### The request
Extract every line in the entries below that contains the string "long".

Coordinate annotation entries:
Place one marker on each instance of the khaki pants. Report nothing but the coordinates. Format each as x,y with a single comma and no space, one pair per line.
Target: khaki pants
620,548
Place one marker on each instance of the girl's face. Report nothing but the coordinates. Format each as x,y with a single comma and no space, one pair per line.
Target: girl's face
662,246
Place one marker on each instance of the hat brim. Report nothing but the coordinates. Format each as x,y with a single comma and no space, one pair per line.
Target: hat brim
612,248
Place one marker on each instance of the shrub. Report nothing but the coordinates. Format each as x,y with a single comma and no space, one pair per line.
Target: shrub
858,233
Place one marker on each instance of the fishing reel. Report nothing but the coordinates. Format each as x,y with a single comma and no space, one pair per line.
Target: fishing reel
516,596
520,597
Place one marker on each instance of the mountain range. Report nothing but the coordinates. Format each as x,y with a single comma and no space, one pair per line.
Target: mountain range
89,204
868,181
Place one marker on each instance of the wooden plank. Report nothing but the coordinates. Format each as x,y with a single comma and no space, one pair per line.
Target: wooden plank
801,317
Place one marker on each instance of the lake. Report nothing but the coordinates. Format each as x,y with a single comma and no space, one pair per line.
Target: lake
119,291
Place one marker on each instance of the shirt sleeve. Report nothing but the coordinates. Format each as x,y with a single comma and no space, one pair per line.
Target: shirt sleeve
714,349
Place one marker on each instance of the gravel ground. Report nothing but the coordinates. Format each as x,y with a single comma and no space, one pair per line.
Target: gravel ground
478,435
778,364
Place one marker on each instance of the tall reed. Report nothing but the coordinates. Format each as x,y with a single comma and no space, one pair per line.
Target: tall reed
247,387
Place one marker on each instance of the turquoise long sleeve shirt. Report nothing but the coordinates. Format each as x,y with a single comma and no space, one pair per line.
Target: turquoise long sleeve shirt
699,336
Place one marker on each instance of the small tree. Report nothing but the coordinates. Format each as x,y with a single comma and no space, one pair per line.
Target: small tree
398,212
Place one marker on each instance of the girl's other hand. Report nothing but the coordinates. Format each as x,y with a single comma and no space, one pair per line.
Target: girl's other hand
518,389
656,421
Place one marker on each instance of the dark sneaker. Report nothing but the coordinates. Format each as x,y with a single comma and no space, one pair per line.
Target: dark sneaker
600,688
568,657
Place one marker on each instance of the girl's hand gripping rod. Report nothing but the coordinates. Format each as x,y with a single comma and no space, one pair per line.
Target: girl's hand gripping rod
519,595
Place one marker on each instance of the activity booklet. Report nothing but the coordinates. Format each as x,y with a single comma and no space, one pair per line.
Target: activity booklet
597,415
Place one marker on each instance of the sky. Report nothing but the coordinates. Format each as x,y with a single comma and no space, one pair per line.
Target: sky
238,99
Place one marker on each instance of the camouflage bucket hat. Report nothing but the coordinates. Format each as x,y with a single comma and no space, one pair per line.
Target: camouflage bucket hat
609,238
--
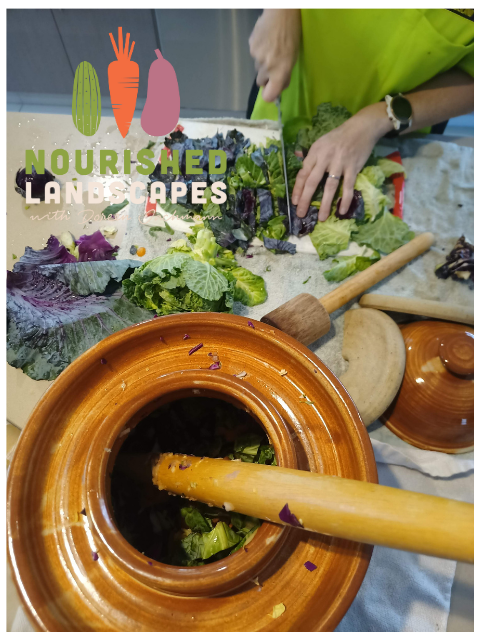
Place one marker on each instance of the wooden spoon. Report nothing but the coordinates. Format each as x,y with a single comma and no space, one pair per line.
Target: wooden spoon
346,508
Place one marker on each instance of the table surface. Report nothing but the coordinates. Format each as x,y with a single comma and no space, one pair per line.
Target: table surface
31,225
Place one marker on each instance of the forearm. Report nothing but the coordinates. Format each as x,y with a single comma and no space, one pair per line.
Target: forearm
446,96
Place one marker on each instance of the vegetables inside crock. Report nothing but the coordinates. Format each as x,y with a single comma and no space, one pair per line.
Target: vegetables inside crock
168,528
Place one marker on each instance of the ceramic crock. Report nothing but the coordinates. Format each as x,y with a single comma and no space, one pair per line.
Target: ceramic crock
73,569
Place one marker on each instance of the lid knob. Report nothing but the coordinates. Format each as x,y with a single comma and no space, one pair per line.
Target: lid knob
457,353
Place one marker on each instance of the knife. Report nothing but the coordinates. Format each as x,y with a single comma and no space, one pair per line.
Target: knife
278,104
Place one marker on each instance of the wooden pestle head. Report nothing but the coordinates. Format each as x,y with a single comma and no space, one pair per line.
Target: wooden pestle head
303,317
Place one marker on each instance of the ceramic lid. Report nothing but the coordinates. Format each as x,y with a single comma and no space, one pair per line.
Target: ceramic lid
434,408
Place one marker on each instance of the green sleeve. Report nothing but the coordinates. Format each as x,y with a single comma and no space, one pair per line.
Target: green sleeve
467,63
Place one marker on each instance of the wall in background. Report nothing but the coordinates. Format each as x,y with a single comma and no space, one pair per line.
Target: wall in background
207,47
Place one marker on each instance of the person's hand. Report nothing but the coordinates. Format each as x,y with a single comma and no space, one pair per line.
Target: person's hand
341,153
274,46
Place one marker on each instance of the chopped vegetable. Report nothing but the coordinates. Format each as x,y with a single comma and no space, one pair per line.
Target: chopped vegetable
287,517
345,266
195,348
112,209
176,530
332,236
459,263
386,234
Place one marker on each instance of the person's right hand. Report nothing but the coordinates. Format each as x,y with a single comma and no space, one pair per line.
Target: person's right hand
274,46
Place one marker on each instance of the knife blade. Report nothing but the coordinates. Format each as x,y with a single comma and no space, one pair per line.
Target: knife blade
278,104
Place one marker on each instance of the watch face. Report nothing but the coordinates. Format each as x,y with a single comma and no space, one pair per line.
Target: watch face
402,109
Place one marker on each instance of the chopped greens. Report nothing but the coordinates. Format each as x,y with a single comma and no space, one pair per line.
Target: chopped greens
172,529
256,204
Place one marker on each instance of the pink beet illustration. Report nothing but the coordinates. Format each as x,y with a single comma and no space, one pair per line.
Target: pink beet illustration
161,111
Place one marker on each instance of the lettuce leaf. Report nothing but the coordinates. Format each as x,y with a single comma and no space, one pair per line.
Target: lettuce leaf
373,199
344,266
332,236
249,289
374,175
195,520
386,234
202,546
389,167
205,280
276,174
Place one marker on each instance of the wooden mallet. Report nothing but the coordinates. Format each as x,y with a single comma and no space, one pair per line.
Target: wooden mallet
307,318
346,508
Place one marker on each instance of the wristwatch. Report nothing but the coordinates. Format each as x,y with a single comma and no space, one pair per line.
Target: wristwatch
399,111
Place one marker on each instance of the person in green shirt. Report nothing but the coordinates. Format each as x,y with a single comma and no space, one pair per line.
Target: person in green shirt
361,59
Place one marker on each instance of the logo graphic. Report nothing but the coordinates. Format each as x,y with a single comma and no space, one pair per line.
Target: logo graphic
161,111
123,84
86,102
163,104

### In response
Place one marker on each instance of the turquoise long sleeve shirt. Report nothing but the coordinates. Format each as x,y with a single comma and no space, one pair per line.
Target: turquoise long sleeve shirt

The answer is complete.